The toughest issue on (any) campus
Click here to read the article on the Yale Alumni Magazine
The background
Two Yale undergraduates—let’s call them Ryo and Casey—are dating. They eat together, they study together, they spend their free time together. Ryo wants to have sex, and persuades Casey, who ultimately agrees. But in the heat of the moment, Casey says, “Wait—stop—that hurts.” Ryo continues for a few minutes...and then apologizes afterward, saying they were past the point of interruption.
Yale has a way to deal with situations like this one. Ryo gets expelled.
Is the penalty fair?
Few issues are as contentious on American campuses as sexual misconduct policies. In part because of pressure from the Obama administration, Yale, along with other universities, has beefed up its enforcement efforts in recent years, in ways that may well be unrecognizable to alumni. The Ryo-Casey scenario is one of several hypothetical situations Yale provides to explain how the university defines sexual consent. In this situation, “while there was initial consent, that consent was withdrawn,” and thus, the “penalty would be expulsion.”
The rules at Yale, which are similar to rules at colleges elsewhere, have sparked ferocious debate. Do they sufficiently protect the victims? Do they go too far, unfairly punishing the accused? For that matter, are universities equipped to handle sexual misconduct cases at all? Or should this be a matter solely for law enforcement?
Yale’s policy encompasses a web of rules, along with multiple ways to report misconduct, including both “formal” and “informal” complaints (see sidebar). But a student survey earlier this year found that students are confused about what the rules are, how to file complaints, whom to contact, and what are the rights of both alleged victims and the accused. “Misinformation and confusion” abound, concluded the April 2015 report by the Yale College Council and the Yale Women’s Center.

- _Entries pointing to named objects_
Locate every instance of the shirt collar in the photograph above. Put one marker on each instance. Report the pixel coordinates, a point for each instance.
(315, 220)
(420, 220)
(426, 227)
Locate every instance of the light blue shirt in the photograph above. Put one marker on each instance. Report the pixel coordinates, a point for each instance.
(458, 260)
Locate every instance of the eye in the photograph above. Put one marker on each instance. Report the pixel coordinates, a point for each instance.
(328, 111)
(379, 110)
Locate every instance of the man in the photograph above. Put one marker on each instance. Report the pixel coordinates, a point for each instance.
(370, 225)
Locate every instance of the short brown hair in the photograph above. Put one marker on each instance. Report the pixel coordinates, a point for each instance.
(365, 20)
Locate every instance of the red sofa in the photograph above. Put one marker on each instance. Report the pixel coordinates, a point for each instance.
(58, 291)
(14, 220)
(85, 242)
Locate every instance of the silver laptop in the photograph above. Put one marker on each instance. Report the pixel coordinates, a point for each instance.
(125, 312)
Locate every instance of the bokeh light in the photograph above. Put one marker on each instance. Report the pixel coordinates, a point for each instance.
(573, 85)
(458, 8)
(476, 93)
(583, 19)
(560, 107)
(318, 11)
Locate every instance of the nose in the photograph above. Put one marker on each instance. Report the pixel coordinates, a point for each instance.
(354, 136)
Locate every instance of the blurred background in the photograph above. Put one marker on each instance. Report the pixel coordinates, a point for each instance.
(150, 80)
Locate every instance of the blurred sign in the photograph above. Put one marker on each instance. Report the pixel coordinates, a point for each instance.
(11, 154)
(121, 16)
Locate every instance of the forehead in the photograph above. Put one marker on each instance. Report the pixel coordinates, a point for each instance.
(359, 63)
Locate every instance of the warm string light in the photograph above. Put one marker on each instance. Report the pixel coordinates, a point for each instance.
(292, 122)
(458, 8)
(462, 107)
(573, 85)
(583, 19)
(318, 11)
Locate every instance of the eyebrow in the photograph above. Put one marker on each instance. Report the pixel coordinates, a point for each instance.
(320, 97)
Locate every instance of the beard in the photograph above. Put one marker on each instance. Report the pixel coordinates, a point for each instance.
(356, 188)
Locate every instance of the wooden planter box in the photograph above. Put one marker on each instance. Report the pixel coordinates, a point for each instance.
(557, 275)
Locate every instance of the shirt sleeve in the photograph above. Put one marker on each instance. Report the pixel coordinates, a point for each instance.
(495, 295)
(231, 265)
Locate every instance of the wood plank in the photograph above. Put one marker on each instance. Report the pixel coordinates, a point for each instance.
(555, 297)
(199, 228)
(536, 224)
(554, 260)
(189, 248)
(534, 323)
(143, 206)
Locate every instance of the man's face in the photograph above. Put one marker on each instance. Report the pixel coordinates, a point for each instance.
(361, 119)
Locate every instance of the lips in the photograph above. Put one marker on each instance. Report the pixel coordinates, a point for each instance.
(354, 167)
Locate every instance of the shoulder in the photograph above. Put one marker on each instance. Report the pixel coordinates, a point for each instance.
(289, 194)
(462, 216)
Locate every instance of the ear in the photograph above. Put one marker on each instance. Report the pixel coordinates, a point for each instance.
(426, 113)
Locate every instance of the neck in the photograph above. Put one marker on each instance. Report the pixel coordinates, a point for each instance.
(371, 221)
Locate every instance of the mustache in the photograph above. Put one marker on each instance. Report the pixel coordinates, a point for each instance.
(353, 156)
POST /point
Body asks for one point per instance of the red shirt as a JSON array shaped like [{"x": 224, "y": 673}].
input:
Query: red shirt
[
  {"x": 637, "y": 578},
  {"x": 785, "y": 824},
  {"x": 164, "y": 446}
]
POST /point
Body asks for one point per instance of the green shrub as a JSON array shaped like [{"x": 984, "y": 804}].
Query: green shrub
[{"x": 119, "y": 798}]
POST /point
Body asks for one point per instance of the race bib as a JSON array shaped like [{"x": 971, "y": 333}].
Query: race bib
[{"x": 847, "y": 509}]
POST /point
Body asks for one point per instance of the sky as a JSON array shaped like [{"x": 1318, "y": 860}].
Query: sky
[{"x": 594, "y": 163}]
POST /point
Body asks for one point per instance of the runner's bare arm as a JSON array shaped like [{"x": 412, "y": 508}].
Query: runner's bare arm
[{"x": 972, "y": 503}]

- _Instruction 1_
Answer these questions about the article on Yale's sexual misconduct rules:
(a) What penalty does Ryo receive in the scenario?
(b) Pressure from which administration helped lead Yale to strengthen its enforcement?
(c) Which two groups produced the April 2015 report?
- _Instruction 2_
What, according to the student survey described in the article on Yale's sexual misconduct rules, are students confused about? List each thing.
- _Instruction 3_
Carry on the article on Yale's sexual misconduct rules from the point where it stops.

- _Output 1_
(a) Expulsion.
(b) The Obama administration.
(c) The Yale College Council and the Yale Women's Center.

- _Output 2_
- What the rules are
- How to file complaints
- Whom to contact
- What the rights of both alleged victims and the accused are

- _Output 3_
Perhaps the confusion isn’t surprising. On this issue, there’s no agreement on even the most basic statistics. A White House task force quoted an estimate that one in five female college students has been sexually assaulted—but other estimates are all over the map. So are the definitions of sexual assault. Yale and other colleges have a broad definition that goes beyond forcible assault to include any kind of sexual touching without consent. Yale also requires “affirmative consent” for every sexual act every time, something it defines as “an unequivocal ‘yes’ (verbal or otherwise), not just the absence of a no.” And it notes that the affirmative consent rules apply to “the full range of nonconsensual sexual activity, not just those acts that would meet a criminal standard.”
To clarify its policy, Yale created, and posted on its website, hypothetical examples like that of Ryo and Casey. Others include a case in which two students are dating, but one says, “We shouldn’t do this” and begins to cry before continuing to have sex with the other. (“Initial consent was followed by ambiguity...penalty would likely fall in the range of probation to suspension.”) In another, two students are drunk; one performs consensual oral sex on the other, but the other begins to perform oral sex without first checking. (“There was initial agreement, but the bounds of that agreement were not clear...penalty would likely be a reprimand.”)
Universities until a few decades ago rarely dealt with sexual misconduct cases. That changed after a 1977 lawsuit by five Yale students, arguing that because Yale lacked any avenue to deal with sexual harassment, it had denied them equal access to education—violating Title IX, the anti-discrimination law that until then applied primarily to sports. The court agreed with the Title IX argument (though it dismissed the individual allegations). By the time the case was decided, Yale had established a sexual harassment grievance board; other universities followed.
More recently, Yale resolved a 2011 Title IX complaint alleging that it had tolerated a campus environment hostile to women. One example: fraternity members had walked across Old Campus chanting, “No means yes, yes means anal.” Also in 2011, the US Department of Education urged universities nationwide—in the so-called “Dear Colleague” letter—to step up enforcement. The letter suggested, among other measures, that universities judge cases based on a “preponderance of evidence,” meaning the misconduct is more likely than not to have occurred, rather than the more rigorous “clear and convincing evidence” standard.
Some, like Yale Law School professor Jed Rubenfeld, argue that universities aren’t competent to handle sexual misconduct cases at all. As he wrote in a November 2014 New York Times opinion piece, “colleges are conducting trials, often presided over by professors and administrators who know little about law or criminal investigation.”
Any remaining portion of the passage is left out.